* _Requirement_
Drop the pictures; give again exactly the lines from the one holding "Q: Point out each instance of the black riding helmet" through the end of the data.

* _Source records_

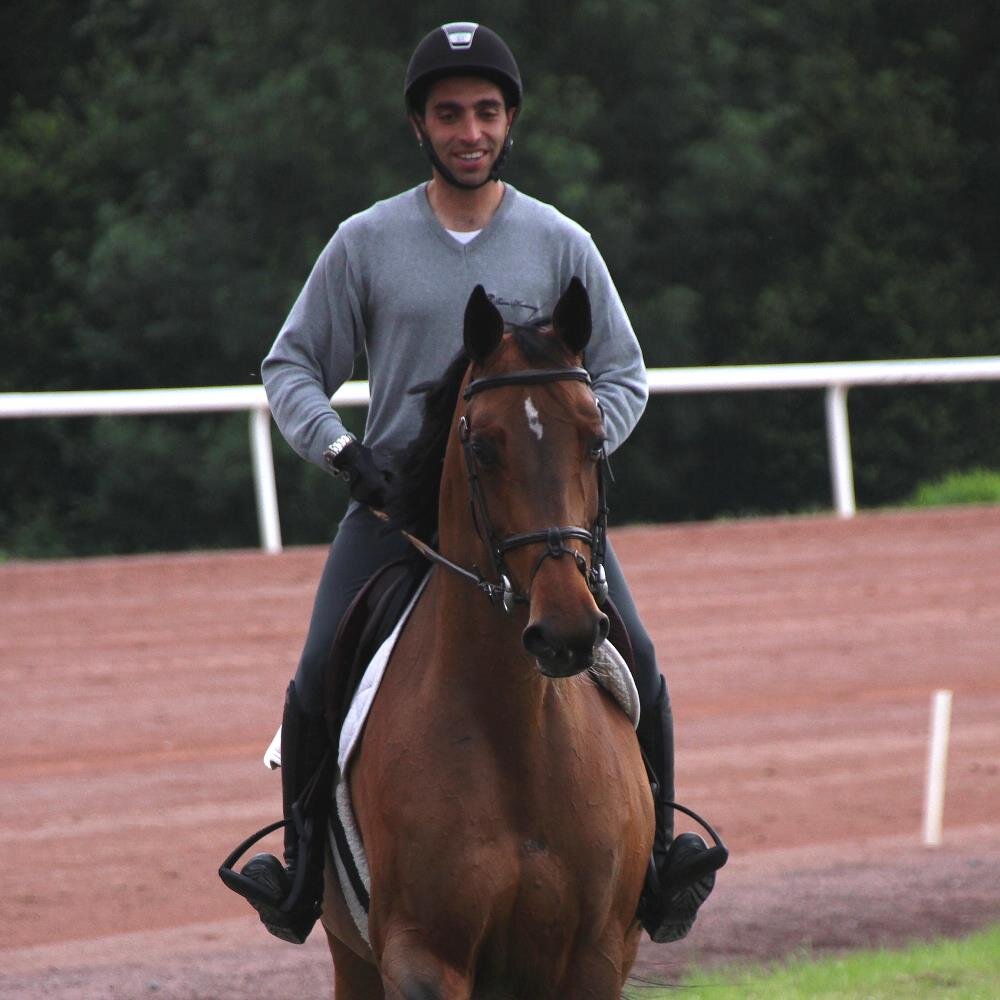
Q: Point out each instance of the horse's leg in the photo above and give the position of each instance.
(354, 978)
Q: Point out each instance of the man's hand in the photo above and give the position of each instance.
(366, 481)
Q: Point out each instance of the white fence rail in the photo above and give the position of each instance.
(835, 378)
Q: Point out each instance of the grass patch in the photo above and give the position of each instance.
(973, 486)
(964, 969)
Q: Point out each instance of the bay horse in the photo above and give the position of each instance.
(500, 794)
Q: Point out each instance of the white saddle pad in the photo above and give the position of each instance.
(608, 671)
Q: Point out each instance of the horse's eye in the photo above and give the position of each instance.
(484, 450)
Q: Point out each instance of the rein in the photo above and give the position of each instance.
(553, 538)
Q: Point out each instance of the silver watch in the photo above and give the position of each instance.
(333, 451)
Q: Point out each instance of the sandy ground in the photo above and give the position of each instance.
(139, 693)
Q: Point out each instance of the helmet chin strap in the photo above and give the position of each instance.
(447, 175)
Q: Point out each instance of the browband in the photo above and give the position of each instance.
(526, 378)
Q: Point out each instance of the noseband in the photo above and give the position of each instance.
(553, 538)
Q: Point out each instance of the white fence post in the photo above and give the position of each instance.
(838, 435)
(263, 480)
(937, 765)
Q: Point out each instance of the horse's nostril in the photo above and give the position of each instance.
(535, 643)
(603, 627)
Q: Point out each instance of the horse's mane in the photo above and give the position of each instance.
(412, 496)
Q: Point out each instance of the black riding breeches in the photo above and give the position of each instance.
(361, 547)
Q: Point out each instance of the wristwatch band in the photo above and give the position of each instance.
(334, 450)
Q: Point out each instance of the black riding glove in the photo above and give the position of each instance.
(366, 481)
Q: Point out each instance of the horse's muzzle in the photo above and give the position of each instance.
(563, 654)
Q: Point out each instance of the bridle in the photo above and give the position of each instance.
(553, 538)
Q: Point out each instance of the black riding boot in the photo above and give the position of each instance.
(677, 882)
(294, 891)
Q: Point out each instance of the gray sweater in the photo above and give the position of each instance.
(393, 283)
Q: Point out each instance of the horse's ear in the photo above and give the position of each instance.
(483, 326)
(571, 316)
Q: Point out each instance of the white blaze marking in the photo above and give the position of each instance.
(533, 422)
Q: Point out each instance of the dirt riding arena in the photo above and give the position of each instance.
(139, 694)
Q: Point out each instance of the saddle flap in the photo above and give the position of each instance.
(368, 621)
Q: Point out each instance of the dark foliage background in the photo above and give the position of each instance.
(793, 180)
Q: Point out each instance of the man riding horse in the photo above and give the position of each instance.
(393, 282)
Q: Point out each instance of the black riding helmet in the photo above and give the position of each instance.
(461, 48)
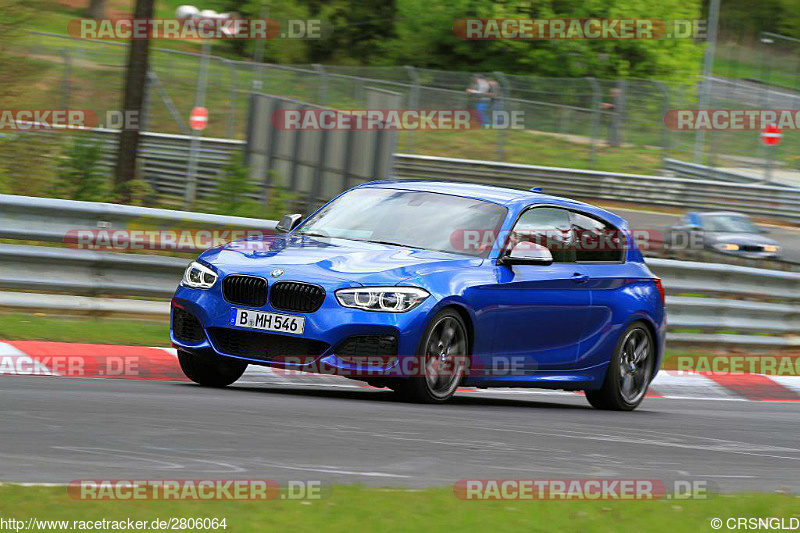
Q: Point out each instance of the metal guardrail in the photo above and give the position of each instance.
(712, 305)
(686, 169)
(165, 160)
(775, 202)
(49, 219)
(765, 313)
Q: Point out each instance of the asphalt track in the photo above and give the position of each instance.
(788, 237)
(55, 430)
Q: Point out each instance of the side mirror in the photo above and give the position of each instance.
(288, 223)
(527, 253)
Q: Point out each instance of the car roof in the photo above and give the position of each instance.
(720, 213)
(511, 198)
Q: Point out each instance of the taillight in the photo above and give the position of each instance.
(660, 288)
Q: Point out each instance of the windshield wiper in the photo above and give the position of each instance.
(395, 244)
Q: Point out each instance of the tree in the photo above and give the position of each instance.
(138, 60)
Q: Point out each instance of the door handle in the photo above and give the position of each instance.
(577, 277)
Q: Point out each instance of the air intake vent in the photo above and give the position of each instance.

* _Full solution_
Q: Point out each instance of the black riding helmet in the photo above and give the position of each instance.
(461, 48)
Q: Point out each instance of the metal guardrail in the photo above and give the position of each instance.
(712, 305)
(686, 169)
(165, 160)
(775, 202)
(49, 219)
(765, 313)
Q: Point out each instance of the asphalt track in the photo above and give the position of each instance.
(788, 237)
(55, 430)
Q: Point out each instance of the side mirror in the photo above and give the position of each instance.
(288, 223)
(527, 253)
Q: Point out each instance of the car roof in the photo above and give the position of each instance.
(720, 213)
(511, 198)
Q: Point out each instance of the taillight in the photo above and give the position of each instance.
(660, 288)
Q: Point out each instance of the windshield wiper in the photo above and give the position of each instance.
(395, 244)
Q: Point out each instance of the tree in the photo above and give the position of each instance.
(138, 60)
Q: Point out each instance of the door handle in the photo above and give the position of each instance.
(577, 277)
Q: Point out each instance of the air intake vent in the photo above and give the position of each instance.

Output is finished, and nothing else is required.